→ Directions
Copy all of the material exactly. Pictures are not to appear in the copy.

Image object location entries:
==========

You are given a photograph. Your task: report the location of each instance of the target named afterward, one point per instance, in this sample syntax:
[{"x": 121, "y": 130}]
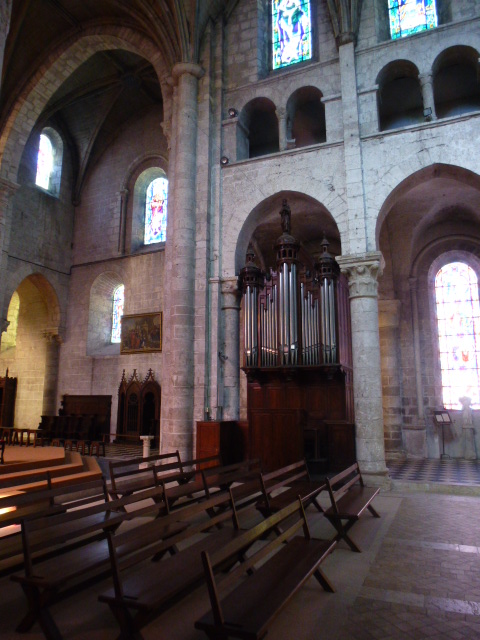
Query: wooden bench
[
  {"x": 16, "y": 505},
  {"x": 285, "y": 485},
  {"x": 263, "y": 584},
  {"x": 137, "y": 474},
  {"x": 349, "y": 497},
  {"x": 65, "y": 552},
  {"x": 142, "y": 589},
  {"x": 222, "y": 478}
]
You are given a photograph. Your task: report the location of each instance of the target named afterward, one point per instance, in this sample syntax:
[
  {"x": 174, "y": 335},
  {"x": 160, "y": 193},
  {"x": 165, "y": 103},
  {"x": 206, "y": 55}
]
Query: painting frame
[{"x": 141, "y": 333}]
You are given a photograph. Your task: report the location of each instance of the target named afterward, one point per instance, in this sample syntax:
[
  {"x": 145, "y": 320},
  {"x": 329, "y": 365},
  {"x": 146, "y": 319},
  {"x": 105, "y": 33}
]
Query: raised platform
[{"x": 27, "y": 467}]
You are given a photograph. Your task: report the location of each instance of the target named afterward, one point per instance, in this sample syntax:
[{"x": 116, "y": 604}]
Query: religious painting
[{"x": 141, "y": 333}]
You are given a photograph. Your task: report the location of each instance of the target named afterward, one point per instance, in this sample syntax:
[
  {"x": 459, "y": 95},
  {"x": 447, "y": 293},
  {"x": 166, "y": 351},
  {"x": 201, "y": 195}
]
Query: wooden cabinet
[
  {"x": 225, "y": 438},
  {"x": 8, "y": 392}
]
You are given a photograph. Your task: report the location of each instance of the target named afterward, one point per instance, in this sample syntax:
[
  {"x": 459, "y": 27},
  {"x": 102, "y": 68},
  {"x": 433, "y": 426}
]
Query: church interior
[{"x": 251, "y": 229}]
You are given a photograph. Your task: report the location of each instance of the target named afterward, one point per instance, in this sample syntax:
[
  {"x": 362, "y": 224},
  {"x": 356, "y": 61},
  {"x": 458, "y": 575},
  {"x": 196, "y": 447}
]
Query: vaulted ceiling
[{"x": 113, "y": 85}]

==========

→ Response to this task
You are given a photograph. Your task: report the location of each instance of the target named afterward, one point per instance, in this sample syntax:
[{"x": 121, "y": 130}]
Query: wooden bench
[
  {"x": 16, "y": 505},
  {"x": 285, "y": 485},
  {"x": 263, "y": 584},
  {"x": 137, "y": 474},
  {"x": 349, "y": 497},
  {"x": 65, "y": 552},
  {"x": 142, "y": 589},
  {"x": 222, "y": 478}
]
You are given a photograph. Your task: report the location of each instance of the target named afterward, one point per instance, in this sample syntax:
[
  {"x": 174, "y": 335},
  {"x": 160, "y": 193},
  {"x": 165, "y": 103},
  {"x": 206, "y": 55}
]
Query: painting frame
[{"x": 141, "y": 333}]
You are given a photograph. Your task: report the location of each instance of the target named afterward, one point per instance, in this sample syntax:
[
  {"x": 145, "y": 320},
  {"x": 329, "y": 365},
  {"x": 146, "y": 319},
  {"x": 105, "y": 33}
]
Query: raised platform
[{"x": 27, "y": 467}]
You are given a photograph. Your task: report the location of each instance of the target named afterward, one point per instance, in this sample syntax:
[{"x": 116, "y": 604}]
Query: religious painting
[{"x": 141, "y": 333}]
You are given a photograph. Your task: report the location of each instance of the target named afterward, one point per instance, in this sample syntax:
[
  {"x": 459, "y": 95},
  {"x": 447, "y": 293},
  {"x": 166, "y": 351},
  {"x": 201, "y": 195}
]
Query: wooden cabinet
[
  {"x": 225, "y": 438},
  {"x": 8, "y": 392}
]
You are given a photograph. Your task: report the location of each instance of the target named afterward, one point per instance, in this sample syntax:
[
  {"x": 459, "y": 27},
  {"x": 102, "y": 68},
  {"x": 433, "y": 426}
]
Query: church interior
[{"x": 251, "y": 229}]
You are given a photograph. Your task: report the location of each instance of the target named afterward, one point per instance, in this sample syntax:
[
  {"x": 362, "y": 224},
  {"x": 356, "y": 61},
  {"x": 458, "y": 575},
  {"x": 196, "y": 447}
]
Query: vaulted ceiling
[{"x": 113, "y": 85}]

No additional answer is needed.